简短题目:
下方列表中有多少行包含字符串“output”？统计时区分大小写，只回答一个数字。

=======

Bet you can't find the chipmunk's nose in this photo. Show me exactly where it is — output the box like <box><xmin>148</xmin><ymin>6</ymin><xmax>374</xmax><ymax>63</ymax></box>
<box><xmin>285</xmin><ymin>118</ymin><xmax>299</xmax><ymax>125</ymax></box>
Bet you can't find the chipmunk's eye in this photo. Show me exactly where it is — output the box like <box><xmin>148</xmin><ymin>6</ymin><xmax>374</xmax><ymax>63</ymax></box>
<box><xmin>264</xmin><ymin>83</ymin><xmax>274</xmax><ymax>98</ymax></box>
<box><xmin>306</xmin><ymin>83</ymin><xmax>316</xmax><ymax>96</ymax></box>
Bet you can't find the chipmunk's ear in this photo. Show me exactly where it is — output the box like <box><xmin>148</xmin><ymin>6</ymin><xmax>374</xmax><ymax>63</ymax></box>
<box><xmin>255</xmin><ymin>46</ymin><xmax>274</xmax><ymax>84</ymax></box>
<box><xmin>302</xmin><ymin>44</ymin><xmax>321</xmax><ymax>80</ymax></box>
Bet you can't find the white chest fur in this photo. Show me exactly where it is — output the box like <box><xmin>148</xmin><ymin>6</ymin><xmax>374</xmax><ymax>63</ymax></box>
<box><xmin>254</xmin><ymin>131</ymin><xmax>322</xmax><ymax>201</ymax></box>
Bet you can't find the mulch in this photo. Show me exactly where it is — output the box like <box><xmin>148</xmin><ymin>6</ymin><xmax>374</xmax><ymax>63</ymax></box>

=======

预期输出:
5